• **Work instructions**
Convert everything from the start of the material down to the line containing "positive clicks: (388, 241)" into a JSON list of strings, one string per line, with blank lines omitted.

• **Supplied entries**
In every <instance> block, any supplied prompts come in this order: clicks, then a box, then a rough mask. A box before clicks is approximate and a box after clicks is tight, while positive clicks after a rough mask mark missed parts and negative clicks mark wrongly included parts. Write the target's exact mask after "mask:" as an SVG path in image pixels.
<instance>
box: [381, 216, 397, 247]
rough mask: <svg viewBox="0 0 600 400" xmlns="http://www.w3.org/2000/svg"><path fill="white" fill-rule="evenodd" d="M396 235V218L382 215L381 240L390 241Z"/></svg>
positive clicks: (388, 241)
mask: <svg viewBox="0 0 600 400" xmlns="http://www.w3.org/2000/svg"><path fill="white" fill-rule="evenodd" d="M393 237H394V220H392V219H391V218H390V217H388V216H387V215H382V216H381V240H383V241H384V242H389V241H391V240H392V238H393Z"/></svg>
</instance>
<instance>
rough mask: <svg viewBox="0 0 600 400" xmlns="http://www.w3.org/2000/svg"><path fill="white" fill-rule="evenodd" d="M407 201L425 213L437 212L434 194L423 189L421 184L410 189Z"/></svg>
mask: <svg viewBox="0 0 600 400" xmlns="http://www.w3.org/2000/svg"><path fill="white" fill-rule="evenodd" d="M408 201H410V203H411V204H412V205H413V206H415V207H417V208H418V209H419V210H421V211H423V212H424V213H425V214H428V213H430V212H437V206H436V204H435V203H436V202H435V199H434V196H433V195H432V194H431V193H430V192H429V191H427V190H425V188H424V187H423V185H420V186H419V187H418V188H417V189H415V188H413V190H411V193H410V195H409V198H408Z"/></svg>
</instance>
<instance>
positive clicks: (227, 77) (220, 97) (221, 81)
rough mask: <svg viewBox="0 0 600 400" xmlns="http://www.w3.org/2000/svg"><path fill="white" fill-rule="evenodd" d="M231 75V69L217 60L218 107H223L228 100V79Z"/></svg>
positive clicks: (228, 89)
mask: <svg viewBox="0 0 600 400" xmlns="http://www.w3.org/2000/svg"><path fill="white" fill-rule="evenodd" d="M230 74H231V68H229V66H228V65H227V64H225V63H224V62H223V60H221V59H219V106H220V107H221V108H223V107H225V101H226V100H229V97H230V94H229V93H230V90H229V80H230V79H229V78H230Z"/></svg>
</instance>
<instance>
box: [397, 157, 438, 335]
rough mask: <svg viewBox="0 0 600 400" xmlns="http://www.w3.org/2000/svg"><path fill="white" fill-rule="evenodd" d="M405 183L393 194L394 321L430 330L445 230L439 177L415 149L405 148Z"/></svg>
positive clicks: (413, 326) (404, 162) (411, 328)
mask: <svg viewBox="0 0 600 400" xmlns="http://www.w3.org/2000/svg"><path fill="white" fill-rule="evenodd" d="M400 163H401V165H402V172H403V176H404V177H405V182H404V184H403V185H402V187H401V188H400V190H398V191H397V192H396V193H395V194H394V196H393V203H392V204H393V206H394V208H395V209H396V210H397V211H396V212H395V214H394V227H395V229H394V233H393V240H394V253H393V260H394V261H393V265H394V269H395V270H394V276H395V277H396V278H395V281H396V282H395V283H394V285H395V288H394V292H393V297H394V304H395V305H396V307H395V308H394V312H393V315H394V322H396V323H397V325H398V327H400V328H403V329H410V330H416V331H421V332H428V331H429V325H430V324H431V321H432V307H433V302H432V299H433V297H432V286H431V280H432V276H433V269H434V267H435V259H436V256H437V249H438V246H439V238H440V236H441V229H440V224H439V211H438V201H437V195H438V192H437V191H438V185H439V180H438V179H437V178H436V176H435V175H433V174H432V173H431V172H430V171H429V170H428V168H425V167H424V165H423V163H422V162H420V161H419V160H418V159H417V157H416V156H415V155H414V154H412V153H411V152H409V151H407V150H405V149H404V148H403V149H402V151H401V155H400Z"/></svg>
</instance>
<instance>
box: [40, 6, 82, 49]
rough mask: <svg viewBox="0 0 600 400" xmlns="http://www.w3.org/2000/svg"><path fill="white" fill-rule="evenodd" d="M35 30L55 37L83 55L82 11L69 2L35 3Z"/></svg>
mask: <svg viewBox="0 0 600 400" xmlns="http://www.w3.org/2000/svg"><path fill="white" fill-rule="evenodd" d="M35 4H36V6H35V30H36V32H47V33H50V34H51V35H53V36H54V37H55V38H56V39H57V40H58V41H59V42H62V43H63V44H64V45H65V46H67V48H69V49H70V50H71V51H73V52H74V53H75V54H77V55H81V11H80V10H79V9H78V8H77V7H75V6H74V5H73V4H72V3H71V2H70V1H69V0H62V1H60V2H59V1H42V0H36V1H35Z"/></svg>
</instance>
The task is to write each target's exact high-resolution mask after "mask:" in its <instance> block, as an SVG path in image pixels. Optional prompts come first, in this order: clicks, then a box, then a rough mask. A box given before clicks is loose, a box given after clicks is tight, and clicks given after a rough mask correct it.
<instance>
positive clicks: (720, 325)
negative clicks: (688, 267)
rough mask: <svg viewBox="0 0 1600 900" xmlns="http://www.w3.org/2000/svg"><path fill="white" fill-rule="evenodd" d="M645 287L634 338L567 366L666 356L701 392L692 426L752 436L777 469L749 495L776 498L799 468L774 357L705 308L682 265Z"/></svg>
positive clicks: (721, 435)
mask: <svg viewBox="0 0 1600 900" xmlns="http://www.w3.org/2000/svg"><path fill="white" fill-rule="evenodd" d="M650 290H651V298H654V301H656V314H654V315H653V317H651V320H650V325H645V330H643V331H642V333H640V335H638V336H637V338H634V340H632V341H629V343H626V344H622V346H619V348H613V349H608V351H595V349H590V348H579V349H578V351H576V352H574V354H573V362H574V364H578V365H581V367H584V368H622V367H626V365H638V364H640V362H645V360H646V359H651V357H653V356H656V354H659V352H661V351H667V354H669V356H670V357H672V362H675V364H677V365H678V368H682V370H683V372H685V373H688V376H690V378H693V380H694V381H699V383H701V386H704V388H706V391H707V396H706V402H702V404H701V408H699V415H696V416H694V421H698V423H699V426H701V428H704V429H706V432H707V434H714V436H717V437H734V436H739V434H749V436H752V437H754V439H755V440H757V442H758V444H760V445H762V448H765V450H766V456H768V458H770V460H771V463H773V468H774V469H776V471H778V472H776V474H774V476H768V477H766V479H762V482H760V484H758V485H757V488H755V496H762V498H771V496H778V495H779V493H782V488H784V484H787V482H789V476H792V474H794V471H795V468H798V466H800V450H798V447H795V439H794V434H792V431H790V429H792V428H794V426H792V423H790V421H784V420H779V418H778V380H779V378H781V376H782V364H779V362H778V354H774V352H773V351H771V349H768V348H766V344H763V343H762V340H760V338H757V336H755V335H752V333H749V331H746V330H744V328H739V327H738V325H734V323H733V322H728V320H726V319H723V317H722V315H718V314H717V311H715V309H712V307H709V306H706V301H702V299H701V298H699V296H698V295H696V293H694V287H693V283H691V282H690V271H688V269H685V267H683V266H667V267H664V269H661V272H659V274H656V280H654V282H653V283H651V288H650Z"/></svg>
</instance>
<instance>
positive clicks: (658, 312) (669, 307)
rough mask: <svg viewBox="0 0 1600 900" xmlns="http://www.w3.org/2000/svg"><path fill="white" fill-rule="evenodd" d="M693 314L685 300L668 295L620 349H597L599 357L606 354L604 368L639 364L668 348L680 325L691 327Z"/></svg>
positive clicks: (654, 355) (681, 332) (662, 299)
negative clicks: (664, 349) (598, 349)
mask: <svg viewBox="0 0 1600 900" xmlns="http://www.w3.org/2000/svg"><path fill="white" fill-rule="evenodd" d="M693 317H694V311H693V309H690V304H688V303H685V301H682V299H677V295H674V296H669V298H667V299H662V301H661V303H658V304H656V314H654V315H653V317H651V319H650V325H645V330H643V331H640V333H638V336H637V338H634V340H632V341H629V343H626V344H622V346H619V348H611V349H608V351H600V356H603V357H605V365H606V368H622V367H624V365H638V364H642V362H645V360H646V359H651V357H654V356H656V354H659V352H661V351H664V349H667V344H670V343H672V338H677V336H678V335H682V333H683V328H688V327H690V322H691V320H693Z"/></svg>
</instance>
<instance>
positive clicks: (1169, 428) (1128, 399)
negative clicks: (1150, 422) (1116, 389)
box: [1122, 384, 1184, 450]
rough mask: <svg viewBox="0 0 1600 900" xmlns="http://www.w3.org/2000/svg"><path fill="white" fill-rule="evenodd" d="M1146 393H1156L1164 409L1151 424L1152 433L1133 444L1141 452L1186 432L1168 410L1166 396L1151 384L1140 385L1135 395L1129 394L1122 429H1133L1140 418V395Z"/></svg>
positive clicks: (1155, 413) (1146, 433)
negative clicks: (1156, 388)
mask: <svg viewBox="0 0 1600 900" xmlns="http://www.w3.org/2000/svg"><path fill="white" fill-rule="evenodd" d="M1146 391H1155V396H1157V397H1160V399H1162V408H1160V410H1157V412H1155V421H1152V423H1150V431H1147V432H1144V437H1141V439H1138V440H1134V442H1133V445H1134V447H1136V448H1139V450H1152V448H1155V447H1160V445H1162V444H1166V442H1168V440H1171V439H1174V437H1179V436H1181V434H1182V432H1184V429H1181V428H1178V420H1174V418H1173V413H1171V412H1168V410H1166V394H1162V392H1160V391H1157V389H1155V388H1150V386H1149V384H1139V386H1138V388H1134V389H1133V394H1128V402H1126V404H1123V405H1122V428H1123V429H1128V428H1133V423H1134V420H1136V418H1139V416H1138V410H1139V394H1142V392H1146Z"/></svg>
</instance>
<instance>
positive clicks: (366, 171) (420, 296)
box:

• **Task solution**
[
  "In every <instance> block, any supplied prompts come in this order: clicks, then a box, then a rough mask. A box before clicks is approximate and a box after clicks is tight, while positive clicks after a rough mask mark missed parts and negative clicks mark wrongly included parts. Write the target's exact mask after \"mask:\" as an SVG path in image pixels.",
  "<instance>",
  "box: [381, 216, 397, 247]",
  "rough mask: <svg viewBox=\"0 0 600 400\" xmlns=\"http://www.w3.org/2000/svg\"><path fill=\"white\" fill-rule=\"evenodd\" d=\"M396 235V218L382 215L381 240L390 241Z\"/></svg>",
  "positive clicks: (388, 241)"
]